- Study text
^^^^^^^^
WASHINGTON -- In his first appearance as a member of the Senate Judiciary Committee, U.S. Sen. Tom Cotton, R-Ark., questioned attorney general nominee Merrick Garland about his positions on the death penalty, racial equity and a special counsel scrutinizing the 2016 Trump-Russia inquiry.
The newest Republican member of the committee praised Garland for his work in prosecuting domestic terrorist Timothy McVeigh; the Oklahoma City bomber was convicted and given the death penalty for blowing up the Alfred P. Murrah Federal Building, killing 168 people.
As principal deputy associate attorney general during the Clinton administration, Garland helped bring McVeigh to justice, as well as Unabomber Ted Kaczynski, who is serving a life sentence for his crimes.
Cotton, an advocate of the death penalty, wanted to know Garland's stand on the issue now that he's President Joe Biden's pick to lead the Justice Department.
"Did Joe Biden or anyone from his administration, transition or campaign ask you not to pursue capital punishment in cases against murderers or terrorists?" the lawmaker from Little Rock asked.
"No," Garland replied.
Referring to the nominee's "outstanding work" in the McVeigh case, Cotton asked: "Do you regret the fact that Timothy McVeigh received the death penalty and has been executed?"
Garland stood by the decision.
"Originally, I supported the death penalty at that time for Mr. McVeigh and, in that individual case, I don't have any regret. But I have developed concerns about the death penalty in the 20-some years since then," he said.
"The sources of my concern are issues of exonerations of people who have been convicted, of sort of arbitrariness and randomness of its application, because of how seldom it's applied and because of its disparate impact on Black Americans and members of other communities of color," Garland said.
Cotton asked Garland whether, as attorney general, he would allow prosecutors to seek the death penalty in a case similar to the Oklahoma City bombing perpetrated by a "white supremacist."
Garland suggested he'd follow the White House's general guidelines.
"I think it depends on what the development of the policy is. If the president asks or if we develop a policy about [a] moratorium, then it would apply across the board," he said. "There's no point in having a policy if you make individual discretionary decisions. So if that's the policy, then that would be the policy."
"The [U.S.] Supreme Court has held that the death penalty is constitutional, but it is not required. That is within the discretion of the president," Garland said.
Noting the murder of nine Black worshippers by Dylann Roof at Emanuel African Methodist Episcopal Church in Charleston, S.C., Cotton wanted to know whether Garland would allow the death penalty against a similarly situated white supremacist.
The nominee reiterated that he would follow the White House's policy regarding capital punishment.
Cotton, a Harvard Law School graduate and a former federal court clerk, announced this month that he'd been appointed to the Senate Judiciary Committee.
^^^^^^^^
- Records
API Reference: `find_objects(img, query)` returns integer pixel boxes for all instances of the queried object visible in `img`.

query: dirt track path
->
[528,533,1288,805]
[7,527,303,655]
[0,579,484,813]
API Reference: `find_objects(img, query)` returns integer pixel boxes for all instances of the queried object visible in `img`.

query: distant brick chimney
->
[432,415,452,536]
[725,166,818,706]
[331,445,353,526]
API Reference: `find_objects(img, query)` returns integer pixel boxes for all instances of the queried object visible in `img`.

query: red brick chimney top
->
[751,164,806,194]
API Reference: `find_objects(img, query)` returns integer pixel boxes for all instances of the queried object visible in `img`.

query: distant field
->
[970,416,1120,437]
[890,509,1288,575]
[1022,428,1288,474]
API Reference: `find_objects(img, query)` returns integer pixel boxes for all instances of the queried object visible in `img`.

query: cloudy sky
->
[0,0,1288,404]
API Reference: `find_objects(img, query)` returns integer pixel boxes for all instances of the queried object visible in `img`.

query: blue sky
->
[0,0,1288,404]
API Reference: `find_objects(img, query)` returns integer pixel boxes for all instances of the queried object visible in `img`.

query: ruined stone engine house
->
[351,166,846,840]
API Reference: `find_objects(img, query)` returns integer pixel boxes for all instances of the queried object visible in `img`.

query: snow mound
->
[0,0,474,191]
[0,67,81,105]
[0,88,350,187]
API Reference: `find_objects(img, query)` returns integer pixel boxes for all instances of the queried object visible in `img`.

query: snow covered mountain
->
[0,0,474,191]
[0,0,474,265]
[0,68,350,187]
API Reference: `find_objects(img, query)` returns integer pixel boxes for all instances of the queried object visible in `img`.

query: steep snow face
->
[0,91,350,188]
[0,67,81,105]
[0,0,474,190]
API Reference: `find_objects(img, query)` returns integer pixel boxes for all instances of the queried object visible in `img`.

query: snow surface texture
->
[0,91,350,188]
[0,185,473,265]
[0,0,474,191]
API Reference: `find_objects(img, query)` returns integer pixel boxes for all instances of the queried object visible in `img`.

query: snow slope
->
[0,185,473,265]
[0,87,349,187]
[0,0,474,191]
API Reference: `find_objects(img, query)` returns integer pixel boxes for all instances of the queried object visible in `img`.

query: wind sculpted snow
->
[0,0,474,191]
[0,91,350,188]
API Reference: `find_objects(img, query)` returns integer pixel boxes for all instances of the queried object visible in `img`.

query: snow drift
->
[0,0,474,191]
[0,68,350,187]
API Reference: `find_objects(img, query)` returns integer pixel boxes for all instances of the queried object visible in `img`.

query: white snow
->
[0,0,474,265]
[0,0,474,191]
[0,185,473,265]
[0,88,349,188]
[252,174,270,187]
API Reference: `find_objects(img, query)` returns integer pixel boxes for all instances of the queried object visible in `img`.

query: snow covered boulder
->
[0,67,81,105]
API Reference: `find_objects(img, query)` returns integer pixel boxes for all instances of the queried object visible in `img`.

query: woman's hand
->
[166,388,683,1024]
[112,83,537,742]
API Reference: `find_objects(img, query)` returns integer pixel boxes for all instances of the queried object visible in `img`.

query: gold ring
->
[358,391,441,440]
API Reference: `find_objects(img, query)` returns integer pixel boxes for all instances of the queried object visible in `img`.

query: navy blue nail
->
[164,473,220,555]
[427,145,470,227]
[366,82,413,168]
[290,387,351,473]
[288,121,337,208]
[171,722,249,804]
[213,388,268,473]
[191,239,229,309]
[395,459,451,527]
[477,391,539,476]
^^^^^^^^
- Study questions
[A] Answer these questions from the article on Cotton's questioning of Garland:
(i) How many people were killed when the Alfred P. Murrah Federal Building was blown up?
(ii) What sentence is Ted Kaczynski serving?
(iii) At which church did Dylann Roof murder nine Black worshippers?
[B] Please write the next part of the article on Cotton's questioning of Garland, picking up after its final sentence.

- Numbered responses
[A]
(i) 168 people.
(ii) A life sentence.
(iii) Emanuel African Methodist Episcopal Church in Charleston, S.C.

[B]
Last week, Sen. Charles Grassley, R-Iowa, the committee's top Republican, announced that Cotton would serve as the ranking member on the Subcommittee on Criminal Justice and Counterterrorism.
During Monday's hearing, Cotton also asked Garland about Yale University's admissions policies, arguing that they discriminate against Asians.
Garland said the Biden administration hadn't consulted with him about its decision to drop a lawsuit against the Ivy League school, saying it would have been inappropriate to weigh in before being confirmed.
He also questioned Garland about the difference between racial equality and racial equity, noting that the Biden administration had recently signed an executive order calling for the advancement of racial equity.
The executive order "defines equity as the fair and impartial treatment of every person without regard to their status," including those in "underserved communities," Garland replied.
Cotton also asked Garland about special counsel John Durham's investigation into how the Trump-Russia probe was handled.
Why not commit to giving Durham the "staff, the resources and the time" to complete his probe, Cotton said.
"I'm sitting here and I don't have any information about what he needs in his resources," Garland said. "Everything I know, sitting here, suggests that he should, of course, have those resources."
In addition to weighing attorney general nominees, the judiciary committee advises and consents on federal judges, including Supreme Court nominees.
Cotton is one of four Republicans on the committee who are frequently mentioned as potential 2024 presidential candidates; the others are Sens. Ted Cruz of Texas, Josh Hawley of Missouri and Ben Sasse of Nebraska.
On Monday, Cotton's Senate campaign announced that he'll be running digital ads in New Hampshire and Georgia opposing the nomination of Xavier Becerra as Biden's secretary of health and human services.
The ad criticizes Becerra for his handling of the covid-19 pandemic and accuses him of supporting Sen. Bernie Sanders' "government takeover of your health care."
New Hampshire traditionally holds the first presidential primary.
A campaign official said the two states were selected because they have Senate elections in 2022.
The digital ad buy is in the "mid-five figures to start," the official said.